#### YOUR INSTRUCTIONS
Each line of the data below should be repeated exactly.

___ DATASET RECORDS ___

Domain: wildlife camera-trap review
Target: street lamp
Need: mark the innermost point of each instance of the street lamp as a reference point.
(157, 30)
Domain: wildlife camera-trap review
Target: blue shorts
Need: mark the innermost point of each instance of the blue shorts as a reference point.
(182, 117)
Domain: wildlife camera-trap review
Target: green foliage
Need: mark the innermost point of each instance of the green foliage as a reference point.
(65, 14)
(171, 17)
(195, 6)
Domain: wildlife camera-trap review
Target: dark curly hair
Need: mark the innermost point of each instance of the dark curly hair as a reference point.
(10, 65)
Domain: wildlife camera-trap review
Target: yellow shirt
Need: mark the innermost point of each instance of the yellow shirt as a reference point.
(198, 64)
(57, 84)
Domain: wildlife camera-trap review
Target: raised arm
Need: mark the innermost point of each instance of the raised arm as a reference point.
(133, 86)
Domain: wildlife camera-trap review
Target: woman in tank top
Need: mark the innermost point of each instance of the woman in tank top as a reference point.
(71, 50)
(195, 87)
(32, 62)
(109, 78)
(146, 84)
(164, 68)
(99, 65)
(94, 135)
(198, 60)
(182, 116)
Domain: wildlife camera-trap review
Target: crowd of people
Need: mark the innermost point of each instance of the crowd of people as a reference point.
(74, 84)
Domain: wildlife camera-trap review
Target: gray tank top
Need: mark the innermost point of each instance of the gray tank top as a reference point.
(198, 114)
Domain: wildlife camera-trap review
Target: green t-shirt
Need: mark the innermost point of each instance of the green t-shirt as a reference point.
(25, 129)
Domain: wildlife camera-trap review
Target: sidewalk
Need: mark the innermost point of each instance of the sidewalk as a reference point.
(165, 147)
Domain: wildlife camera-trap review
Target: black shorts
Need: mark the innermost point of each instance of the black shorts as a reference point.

___

#### RESPONSE BOX
Domain: wildlife camera-trap review
Target: street lamp
Need: mark the innermost point of each instance of the street lamp as a reference point.
(157, 30)
Domain: wildlife camera-trap review
Target: blue shorts
Need: mark the innermost point of each instance of the blue shorts as a reference point.
(182, 117)
Domain: wildlife camera-trap review
Target: green foliage
Need: mark the innermost point of each instance of the green foliage as a reference point.
(65, 14)
(171, 17)
(195, 6)
Domain: wildlife camera-trap review
Target: dark curly hair
Need: mark the innermost point of each instance of the dark curly hair as a reference point.
(10, 65)
Domain: wildlife camera-trap review
Target: yellow shirt
Need: mark the innermost point of each instance of the yellow shirt as a reference point.
(198, 64)
(57, 84)
Domain: wildlife camera-trap review
Target: raised arm
Need: mark the innermost point of each instance of the raised arm as a reference point.
(133, 86)
Domain: wildlife camera-trap review
Target: woman in tank top
Need: mark the innermost point of each instance of the woman in tank top as a reference point.
(71, 50)
(195, 87)
(32, 62)
(109, 78)
(146, 84)
(164, 68)
(99, 65)
(94, 135)
(198, 60)
(182, 116)
Domain: wildlife camera-trap review
Target: crowd of people
Need: mark the innermost point of each instance of the crowd of people as a reference point.
(74, 84)
Domain: wildlife camera-trap review
Target: gray tank top
Need: mark the innermost point of each instance of the gray tank top as a reference point.
(198, 114)
Domain: wildlife camera-trap review
Target: green t-shirt
Need: mark the innermost point of each instance of the green t-shirt as a reference point.
(25, 129)
Domain: wildlife camera-trap review
Target: sidewalk
Need: mark the innermost point of each instance of the sidewalk as a reference point.
(165, 147)
Domain: wildlife camera-trap review
Target: black shorts
Need: mark the innermost point of each instance of the black shorts as a reference point.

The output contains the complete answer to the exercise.